-- ACTION ITEM --
Repeat each entry below exactly.

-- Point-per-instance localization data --
*** Block opens ***
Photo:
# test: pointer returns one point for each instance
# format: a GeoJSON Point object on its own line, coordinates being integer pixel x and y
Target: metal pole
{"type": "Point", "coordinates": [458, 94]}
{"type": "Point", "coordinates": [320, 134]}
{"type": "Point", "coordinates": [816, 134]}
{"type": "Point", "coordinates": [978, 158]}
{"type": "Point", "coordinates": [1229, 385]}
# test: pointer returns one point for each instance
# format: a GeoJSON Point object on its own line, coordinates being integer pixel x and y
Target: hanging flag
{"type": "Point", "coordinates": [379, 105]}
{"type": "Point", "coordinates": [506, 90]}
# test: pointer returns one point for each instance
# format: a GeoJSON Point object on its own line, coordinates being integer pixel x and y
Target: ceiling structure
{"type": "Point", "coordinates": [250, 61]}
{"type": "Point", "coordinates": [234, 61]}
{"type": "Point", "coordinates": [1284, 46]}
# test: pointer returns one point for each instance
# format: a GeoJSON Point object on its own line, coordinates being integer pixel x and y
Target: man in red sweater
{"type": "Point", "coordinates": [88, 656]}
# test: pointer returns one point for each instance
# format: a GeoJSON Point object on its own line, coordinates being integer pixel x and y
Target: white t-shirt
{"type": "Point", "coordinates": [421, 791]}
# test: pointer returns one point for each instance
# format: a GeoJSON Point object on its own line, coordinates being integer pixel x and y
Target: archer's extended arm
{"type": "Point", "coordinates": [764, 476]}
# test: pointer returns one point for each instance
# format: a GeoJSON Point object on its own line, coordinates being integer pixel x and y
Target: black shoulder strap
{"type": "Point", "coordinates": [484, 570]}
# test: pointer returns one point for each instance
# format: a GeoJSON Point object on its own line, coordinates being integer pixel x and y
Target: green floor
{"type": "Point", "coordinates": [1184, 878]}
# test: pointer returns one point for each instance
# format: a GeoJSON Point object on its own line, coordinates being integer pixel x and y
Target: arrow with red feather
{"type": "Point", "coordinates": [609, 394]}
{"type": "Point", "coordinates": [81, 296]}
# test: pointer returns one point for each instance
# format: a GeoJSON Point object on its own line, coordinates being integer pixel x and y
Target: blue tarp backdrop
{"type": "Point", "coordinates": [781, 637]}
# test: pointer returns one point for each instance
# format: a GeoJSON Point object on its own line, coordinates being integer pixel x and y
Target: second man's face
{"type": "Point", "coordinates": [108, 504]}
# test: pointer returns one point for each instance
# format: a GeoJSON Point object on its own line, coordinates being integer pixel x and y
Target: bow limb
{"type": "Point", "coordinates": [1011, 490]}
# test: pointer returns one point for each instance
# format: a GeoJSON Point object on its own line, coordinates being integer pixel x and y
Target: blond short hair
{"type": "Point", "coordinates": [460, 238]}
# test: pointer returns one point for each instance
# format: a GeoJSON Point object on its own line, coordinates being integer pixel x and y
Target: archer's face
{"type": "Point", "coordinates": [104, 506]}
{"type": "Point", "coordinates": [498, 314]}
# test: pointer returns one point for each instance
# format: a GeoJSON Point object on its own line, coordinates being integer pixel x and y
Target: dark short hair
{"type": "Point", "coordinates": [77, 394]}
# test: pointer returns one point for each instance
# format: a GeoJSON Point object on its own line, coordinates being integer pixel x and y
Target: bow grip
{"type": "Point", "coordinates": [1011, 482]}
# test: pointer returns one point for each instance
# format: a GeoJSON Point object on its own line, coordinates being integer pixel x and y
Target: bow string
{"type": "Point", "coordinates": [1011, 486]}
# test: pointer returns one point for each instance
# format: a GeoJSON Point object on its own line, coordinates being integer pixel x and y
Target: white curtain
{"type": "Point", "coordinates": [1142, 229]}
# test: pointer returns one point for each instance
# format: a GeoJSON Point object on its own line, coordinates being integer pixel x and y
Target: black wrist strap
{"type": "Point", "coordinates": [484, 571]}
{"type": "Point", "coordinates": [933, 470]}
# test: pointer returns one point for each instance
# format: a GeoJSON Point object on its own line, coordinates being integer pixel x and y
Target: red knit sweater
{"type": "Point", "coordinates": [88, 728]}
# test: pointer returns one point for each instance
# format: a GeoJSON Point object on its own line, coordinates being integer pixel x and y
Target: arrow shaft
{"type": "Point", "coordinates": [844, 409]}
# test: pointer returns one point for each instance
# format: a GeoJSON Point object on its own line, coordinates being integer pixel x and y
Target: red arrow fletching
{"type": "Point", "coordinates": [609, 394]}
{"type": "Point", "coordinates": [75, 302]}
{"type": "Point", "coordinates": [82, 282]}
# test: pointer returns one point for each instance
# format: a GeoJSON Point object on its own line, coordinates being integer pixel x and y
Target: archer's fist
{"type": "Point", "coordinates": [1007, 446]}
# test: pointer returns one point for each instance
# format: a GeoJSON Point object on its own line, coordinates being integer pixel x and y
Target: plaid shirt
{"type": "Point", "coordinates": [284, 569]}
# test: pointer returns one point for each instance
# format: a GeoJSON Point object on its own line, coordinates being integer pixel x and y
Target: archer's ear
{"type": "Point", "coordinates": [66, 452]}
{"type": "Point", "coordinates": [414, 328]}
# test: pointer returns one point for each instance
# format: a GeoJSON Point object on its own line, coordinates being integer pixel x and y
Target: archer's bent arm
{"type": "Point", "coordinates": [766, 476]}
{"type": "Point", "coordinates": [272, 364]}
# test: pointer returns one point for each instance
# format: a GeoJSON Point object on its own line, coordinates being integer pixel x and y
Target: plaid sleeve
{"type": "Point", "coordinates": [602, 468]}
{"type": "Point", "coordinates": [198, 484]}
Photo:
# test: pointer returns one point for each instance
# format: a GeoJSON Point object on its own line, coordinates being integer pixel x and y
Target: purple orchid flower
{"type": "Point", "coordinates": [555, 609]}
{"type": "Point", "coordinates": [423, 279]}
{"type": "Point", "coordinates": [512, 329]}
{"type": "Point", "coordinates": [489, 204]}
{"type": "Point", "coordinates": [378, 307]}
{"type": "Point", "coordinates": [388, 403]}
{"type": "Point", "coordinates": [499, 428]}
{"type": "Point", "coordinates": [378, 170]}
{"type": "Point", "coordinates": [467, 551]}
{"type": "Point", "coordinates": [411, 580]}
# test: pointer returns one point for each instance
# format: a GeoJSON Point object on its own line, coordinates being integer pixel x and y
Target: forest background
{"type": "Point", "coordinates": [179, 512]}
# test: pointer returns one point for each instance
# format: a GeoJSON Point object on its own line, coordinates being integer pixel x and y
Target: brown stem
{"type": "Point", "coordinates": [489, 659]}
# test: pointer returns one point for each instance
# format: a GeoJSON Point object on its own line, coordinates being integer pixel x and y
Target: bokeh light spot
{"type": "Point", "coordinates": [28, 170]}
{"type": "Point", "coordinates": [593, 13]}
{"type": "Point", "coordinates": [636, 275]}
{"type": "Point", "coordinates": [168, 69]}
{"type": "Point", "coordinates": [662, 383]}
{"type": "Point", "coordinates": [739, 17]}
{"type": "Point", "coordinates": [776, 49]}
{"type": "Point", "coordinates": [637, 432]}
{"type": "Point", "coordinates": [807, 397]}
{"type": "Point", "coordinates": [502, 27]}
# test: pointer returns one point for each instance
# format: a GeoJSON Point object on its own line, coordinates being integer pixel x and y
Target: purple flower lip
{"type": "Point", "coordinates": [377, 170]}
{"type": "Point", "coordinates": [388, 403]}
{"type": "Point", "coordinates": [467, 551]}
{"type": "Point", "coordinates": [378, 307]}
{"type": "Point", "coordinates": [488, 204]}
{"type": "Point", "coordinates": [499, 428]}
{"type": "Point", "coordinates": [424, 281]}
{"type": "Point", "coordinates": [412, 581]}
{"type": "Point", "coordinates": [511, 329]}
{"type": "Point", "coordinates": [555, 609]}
*** Block closes ***
-- RESPONSE FOR THIS EXERCISE --
Photo:
# test: pointer returns one point for each instance
# format: a GeoJSON Point object on its own line, coordinates being integer pixel x and y
Target: metal pole
{"type": "Point", "coordinates": [458, 94]}
{"type": "Point", "coordinates": [320, 134]}
{"type": "Point", "coordinates": [816, 134]}
{"type": "Point", "coordinates": [978, 158]}
{"type": "Point", "coordinates": [1229, 385]}
# test: pointer returns one point for each instance
# format: a GeoJSON Point object on its own line, coordinates being integer pixel x and y
Target: hanging flag
{"type": "Point", "coordinates": [379, 105]}
{"type": "Point", "coordinates": [506, 90]}
# test: pointer returns one point for each instance
# format: a GeoJSON Point object on its own line, coordinates being integer pixel x and y
Target: ceiling structure
{"type": "Point", "coordinates": [250, 61]}
{"type": "Point", "coordinates": [234, 61]}
{"type": "Point", "coordinates": [1284, 46]}
# test: pointer returns one point for each instance
# format: a GeoJSON Point object on its own line, coordinates being integer pixel x and y
Target: man in red sweater
{"type": "Point", "coordinates": [88, 656]}
# test: pointer returns one point for each instance
# format: a GeoJSON Point object on its own line, coordinates being integer pixel x and y
Target: white t-shirt
{"type": "Point", "coordinates": [421, 791]}
# test: pointer returns one point for each instance
# format: a GeoJSON Point object on its own line, coordinates being integer pixel x and y
Target: archer's extended arm
{"type": "Point", "coordinates": [764, 476]}
# test: pointer returns one point for each instance
# format: a GeoJSON Point object on its own line, coordinates being integer pixel x and y
Target: black shoulder strap
{"type": "Point", "coordinates": [484, 570]}
# test: pointer returns one point for each instance
# format: a GeoJSON Point object on its own line, coordinates being integer pixel x and y
Target: green floor
{"type": "Point", "coordinates": [1184, 878]}
# test: pointer returns one point for each instance
# format: a GeoJSON Point object on its own line, coordinates being integer pixel x and y
Target: arrow with red feather
{"type": "Point", "coordinates": [609, 394]}
{"type": "Point", "coordinates": [81, 296]}
# test: pointer returns one point for each instance
# format: a GeoJSON Point object on its own line, coordinates being integer pixel x and y
Target: blue tarp backdrop
{"type": "Point", "coordinates": [781, 637]}
# test: pointer returns one point for each instance
# format: a GeoJSON Point object on its own line, coordinates being integer pixel x and y
Target: second man's face
{"type": "Point", "coordinates": [108, 504]}
# test: pointer returns one point for each instance
# format: a GeoJSON Point object on its own line, coordinates being integer pixel x and y
Target: bow limb
{"type": "Point", "coordinates": [1011, 490]}
# test: pointer returns one point for each instance
# format: a GeoJSON Point object on its own line, coordinates being integer pixel x and y
Target: blond short hair
{"type": "Point", "coordinates": [460, 238]}
# test: pointer returns one point for each instance
# format: a GeoJSON Point object on its own line, coordinates being integer pixel x and y
Target: archer's face
{"type": "Point", "coordinates": [104, 506]}
{"type": "Point", "coordinates": [498, 314]}
# test: pointer returns one point for each instance
# format: a GeoJSON Point object on its own line, coordinates being integer pixel x and y
Target: dark short hair
{"type": "Point", "coordinates": [77, 394]}
# test: pointer returns one point for each instance
# format: a GeoJSON Point object on its own line, coordinates being integer pixel x and y
Target: bow grip
{"type": "Point", "coordinates": [1011, 482]}
# test: pointer returns one point for each instance
# format: a GeoJSON Point object on its own line, coordinates being integer pixel x and y
Target: bow string
{"type": "Point", "coordinates": [1011, 486]}
# test: pointer returns one point for each instance
# format: a GeoJSON Point object on its own line, coordinates being integer pixel x and y
Target: white curtain
{"type": "Point", "coordinates": [1142, 229]}
# test: pointer returns one point for each instance
# format: a GeoJSON Point object on its own line, coordinates being integer pixel x and y
Target: black wrist strap
{"type": "Point", "coordinates": [484, 571]}
{"type": "Point", "coordinates": [933, 470]}
# test: pointer returns one point for each instance
# format: a GeoJSON Point object on its own line, coordinates being integer pixel x and y
Target: red knit sweater
{"type": "Point", "coordinates": [88, 728]}
# test: pointer returns one point for each instance
# format: a GeoJSON Point object on its own line, coordinates being integer pixel x and y
Target: arrow shaft
{"type": "Point", "coordinates": [844, 409]}
# test: pointer returns one point for each instance
# format: a GeoJSON Point object on its own line, coordinates being integer pixel x and y
Target: red arrow fletching
{"type": "Point", "coordinates": [609, 394]}
{"type": "Point", "coordinates": [75, 302]}
{"type": "Point", "coordinates": [82, 282]}
# test: pointer returns one point for each instance
# format: a GeoJSON Point object on its own line, coordinates being integer pixel x and y
Target: archer's fist
{"type": "Point", "coordinates": [1007, 446]}
# test: pointer returns one point for each instance
# format: a GeoJSON Point object on its own line, coordinates being integer pixel x and y
Target: plaid shirt
{"type": "Point", "coordinates": [284, 569]}
# test: pointer returns one point for each instance
# format: a GeoJSON Point object on its own line, coordinates being integer pixel x and y
Target: archer's ear
{"type": "Point", "coordinates": [66, 452]}
{"type": "Point", "coordinates": [414, 328]}
# test: pointer returns one point for each instance
# format: a GeoJSON Point object on its own line, coordinates being integer pixel x and y
Target: archer's bent arm
{"type": "Point", "coordinates": [766, 476]}
{"type": "Point", "coordinates": [272, 364]}
# test: pointer returns one point for each instance
# format: a GeoJSON Point object on its own line, coordinates being integer pixel x and y
Target: plaid sleeve
{"type": "Point", "coordinates": [602, 468]}
{"type": "Point", "coordinates": [198, 484]}
Photo:
# test: pointer returns one point for each instance
# format: a GeoJSON Point object on its own line, coordinates being integer pixel x and y
Target: purple orchid flower
{"type": "Point", "coordinates": [555, 609]}
{"type": "Point", "coordinates": [423, 279]}
{"type": "Point", "coordinates": [512, 329]}
{"type": "Point", "coordinates": [489, 204]}
{"type": "Point", "coordinates": [378, 307]}
{"type": "Point", "coordinates": [388, 403]}
{"type": "Point", "coordinates": [499, 428]}
{"type": "Point", "coordinates": [378, 170]}
{"type": "Point", "coordinates": [467, 551]}
{"type": "Point", "coordinates": [411, 580]}
# test: pointer returns one point for each instance
# format: a GeoJSON Point object on its own line, coordinates being integer pixel x and y
Target: forest background
{"type": "Point", "coordinates": [179, 512]}
# test: pointer returns one point for each instance
# format: a GeoJSON Point object on its own line, coordinates being integer pixel x and y
Target: brown stem
{"type": "Point", "coordinates": [489, 659]}
# test: pointer returns one point for each instance
# format: a GeoJSON Point object on its own line, coordinates being integer pixel x and y
Target: bokeh light spot
{"type": "Point", "coordinates": [28, 170]}
{"type": "Point", "coordinates": [593, 13]}
{"type": "Point", "coordinates": [636, 275]}
{"type": "Point", "coordinates": [168, 69]}
{"type": "Point", "coordinates": [662, 383]}
{"type": "Point", "coordinates": [739, 17]}
{"type": "Point", "coordinates": [776, 49]}
{"type": "Point", "coordinates": [637, 432]}
{"type": "Point", "coordinates": [807, 397]}
{"type": "Point", "coordinates": [502, 27]}
# test: pointer returns one point for each instance
# format: a GeoJSON Point object on its own line, coordinates being integer pixel x and y
Target: purple flower lip
{"type": "Point", "coordinates": [377, 170]}
{"type": "Point", "coordinates": [388, 403]}
{"type": "Point", "coordinates": [467, 551]}
{"type": "Point", "coordinates": [378, 307]}
{"type": "Point", "coordinates": [488, 204]}
{"type": "Point", "coordinates": [499, 428]}
{"type": "Point", "coordinates": [424, 281]}
{"type": "Point", "coordinates": [412, 581]}
{"type": "Point", "coordinates": [511, 329]}
{"type": "Point", "coordinates": [555, 609]}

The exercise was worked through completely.